***** Data shown *****

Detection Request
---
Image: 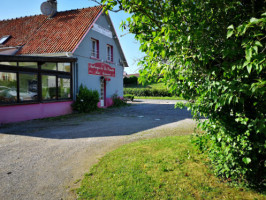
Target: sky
[0,0,144,74]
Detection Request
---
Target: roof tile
[0,6,102,54]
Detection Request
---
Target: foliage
[72,84,99,113]
[124,94,134,101]
[124,88,172,97]
[136,96,184,100]
[112,94,127,107]
[77,135,263,199]
[123,76,138,85]
[98,0,266,186]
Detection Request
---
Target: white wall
[74,14,124,98]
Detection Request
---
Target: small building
[0,0,128,124]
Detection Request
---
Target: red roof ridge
[0,6,103,54]
[0,6,103,21]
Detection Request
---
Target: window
[19,73,38,102]
[0,35,10,44]
[0,72,17,104]
[0,62,17,66]
[42,75,57,100]
[58,63,70,72]
[107,44,114,62]
[91,38,99,59]
[0,61,72,105]
[18,62,38,69]
[42,62,57,70]
[58,78,71,99]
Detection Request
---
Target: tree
[96,0,266,186]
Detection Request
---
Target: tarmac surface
[0,100,195,200]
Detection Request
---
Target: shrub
[72,84,99,113]
[124,76,138,85]
[124,88,172,97]
[124,94,134,101]
[112,94,127,107]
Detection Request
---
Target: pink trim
[97,98,113,108]
[106,13,128,67]
[106,60,115,64]
[103,79,107,106]
[72,9,103,53]
[0,101,72,124]
[90,56,101,60]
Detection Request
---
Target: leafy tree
[95,0,266,186]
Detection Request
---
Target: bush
[124,94,134,101]
[112,94,127,107]
[124,88,172,97]
[72,84,99,113]
[124,76,138,85]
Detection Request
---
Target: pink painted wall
[97,98,113,108]
[0,101,72,124]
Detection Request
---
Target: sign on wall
[88,63,115,77]
[92,24,113,38]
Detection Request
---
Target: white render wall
[73,14,124,98]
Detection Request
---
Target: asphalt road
[0,100,195,200]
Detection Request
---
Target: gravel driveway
[0,100,195,200]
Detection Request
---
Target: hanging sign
[92,24,113,38]
[88,63,115,77]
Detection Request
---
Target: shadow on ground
[0,103,192,139]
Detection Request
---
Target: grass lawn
[134,96,183,100]
[77,136,266,199]
[125,83,167,89]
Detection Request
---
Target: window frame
[106,44,114,63]
[0,61,73,106]
[91,38,100,59]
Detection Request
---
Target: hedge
[124,88,172,97]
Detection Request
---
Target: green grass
[135,96,183,100]
[125,83,167,89]
[77,136,265,199]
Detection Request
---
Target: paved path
[0,100,195,200]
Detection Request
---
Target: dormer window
[107,44,114,62]
[91,38,99,59]
[0,35,10,44]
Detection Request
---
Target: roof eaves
[71,6,103,54]
[106,13,129,67]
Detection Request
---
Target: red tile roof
[0,6,102,54]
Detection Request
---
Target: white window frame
[91,38,99,59]
[107,44,114,62]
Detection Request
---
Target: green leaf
[255,40,263,47]
[247,64,252,74]
[242,157,251,164]
[245,48,252,61]
[227,29,234,38]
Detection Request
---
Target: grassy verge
[135,96,183,100]
[125,83,167,89]
[77,136,265,199]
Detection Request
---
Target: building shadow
[0,103,195,139]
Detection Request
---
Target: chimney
[47,0,57,18]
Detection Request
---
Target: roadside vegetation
[72,85,99,113]
[77,136,266,199]
[124,77,183,100]
[101,0,266,188]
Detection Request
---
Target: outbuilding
[0,3,128,123]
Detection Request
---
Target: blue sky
[0,0,144,74]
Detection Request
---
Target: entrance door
[101,78,106,106]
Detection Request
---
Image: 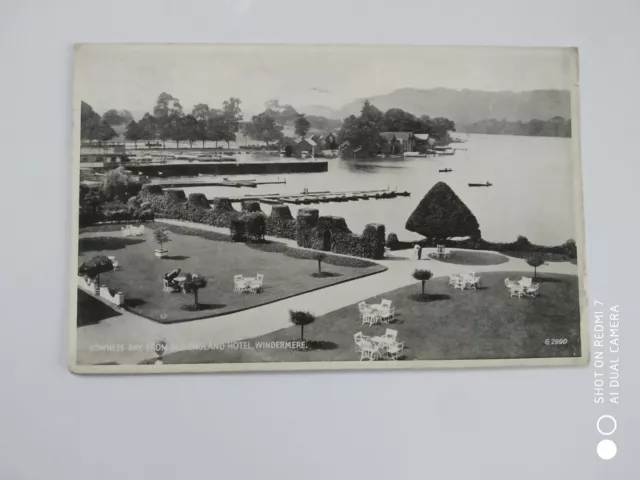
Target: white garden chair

*****

- Set problem:
Rewrite every line of the material above as a numbered list, skipping any blank lines. Leave the pictures out of your answer.

- Response to this exercise:
1. Detection Request
2. ---
3. Image: 
4. Target: sky
5. [0,0,144,74]
6. Detection Request
7. ---
8. Target: roof tile
9. [0,6,102,54]
10. Detection Request
11. ---
12. Target: foliage
13. [72,84,99,113]
14. [124,94,134,101]
15. [124,88,172,97]
16. [136,96,184,100]
17. [112,94,127,107]
18. [77,135,263,199]
19. [123,76,138,85]
20. [98,0,266,186]
21. Detection Request
22. ---
23. Target: white wall
24. [74,14,124,98]
25. Detection Request
26. ---
27. Target: small building
28. [0,0,128,124]
29. Detection Request
30. ---
31. Target: red roof ridge
32. [0,6,103,54]
33. [0,6,103,21]
34. Detection Request
35. ---
36. Target: window
37. [19,73,38,102]
38. [0,35,10,44]
39. [0,72,17,104]
40. [0,62,17,66]
41. [42,75,57,100]
42. [58,63,70,72]
43. [107,44,114,62]
44. [91,38,99,59]
45. [0,61,72,105]
46. [18,62,38,69]
47. [42,62,57,70]
48. [58,78,71,99]
49. Detection Request
50. ---
51. Target: tree
52. [96,0,266,186]
53. Detection Request
54. ---
55. Target: tarmac surface
56. [0,100,195,200]
57. Detection Request
58. ---
59. Target: shrub
60. [72,84,99,113]
61. [124,76,138,85]
62. [124,88,172,97]
63. [124,94,134,101]
64. [112,94,127,107]
65. Detection Request
66. ---
67. Target: pink trim
68. [97,98,113,108]
69. [106,13,128,67]
70. [106,60,115,64]
71. [103,79,107,106]
72. [72,9,103,53]
73. [0,101,72,124]
74. [90,56,101,60]
75. Detection Request
76. ---
77. Target: leafy tree
78. [95,0,266,186]
79. Detection Request
80. ---
81. Target: bush
82. [124,94,134,101]
83. [112,94,127,107]
84. [124,88,172,97]
85. [72,84,99,113]
86. [124,76,138,85]
87. Detection Request
88. ---
89. Target: pink painted wall
90. [97,98,113,108]
91. [0,101,72,124]
92. Detection Request
93. ---
94. Target: sign on wall
95. [88,63,115,77]
96. [92,24,113,38]
97. Detection Request
98. ---
99. Target: white render wall
100. [73,14,124,98]
101. Detection Request
102. ---
103. Target: asphalt road
104. [0,100,195,200]
105. Detection Request
106. ---
107. Target: gravel driveway
108. [0,100,195,200]
109. Detection Request
110. ---
111. Target: hanging sign
112. [92,24,113,38]
113. [88,63,115,77]
114. Detection Request
115. ---
116. Target: shadow on ground
117. [0,103,192,139]
118. Detection Request
119. ---
120. Target: grass lawn
121. [134,96,183,100]
122. [77,136,266,199]
123. [125,83,167,89]
124. Detection Request
125. ---
126. Target: window frame
127. [106,44,114,63]
128. [0,61,73,106]
129. [91,38,100,59]
130. Detection Request
131. ---
132. Target: hedge
133. [124,88,172,97]
134. Detection Request
135. ---
136. Target: green grass
137. [135,96,183,100]
138. [125,83,167,89]
139. [77,136,265,199]
140. Detection Request
141. ---
142. Target: paved path
143. [0,100,195,200]
144. Detection Request
145. ---
146. Target: dormer window
147. [107,44,114,62]
148. [91,38,99,59]
149. [0,35,10,44]
150. Detection Request
151. ---
152. Target: roof eaves
153. [71,6,103,54]
154. [106,13,129,67]
155. Detection Request
156. ---
157. Target: red tile roof
158. [0,6,102,54]
159. Detection Request
160. ---
161. Target: white window frame
162. [91,38,99,59]
163. [107,44,114,62]
164. Detection Request
165. ---
166. Target: green leaf
167. [255,40,263,47]
168. [247,64,252,74]
169. [242,157,251,164]
170. [245,48,252,61]
171. [227,29,234,38]
172. Detection Request
173. ---
174. Target: grassy verge
175. [135,96,183,100]
176. [125,83,167,89]
177. [77,136,265,199]
178. Detection Request
179. ---
180. Target: building shadow
181. [0,103,195,139]
182. Detection Request
183. ---
184. Target: chimney
185. [47,0,57,18]
186. Detection Request
187. ---
188. Target: roadside vegetation
189. [72,85,99,113]
190. [77,136,266,199]
191. [124,77,183,100]
192. [101,0,266,188]
193. Detection Request
194. ---
195. Target: outbuilding
196. [0,3,128,123]
197. Detection Request
198. ---
199. Target: blue sky
200. [0,0,144,74]
201. Detection Request
202. ---
203. Target: entrance door
204. [101,78,106,106]
205. Detection Request
206. ---
207. Image: 
208. Target: white garden chair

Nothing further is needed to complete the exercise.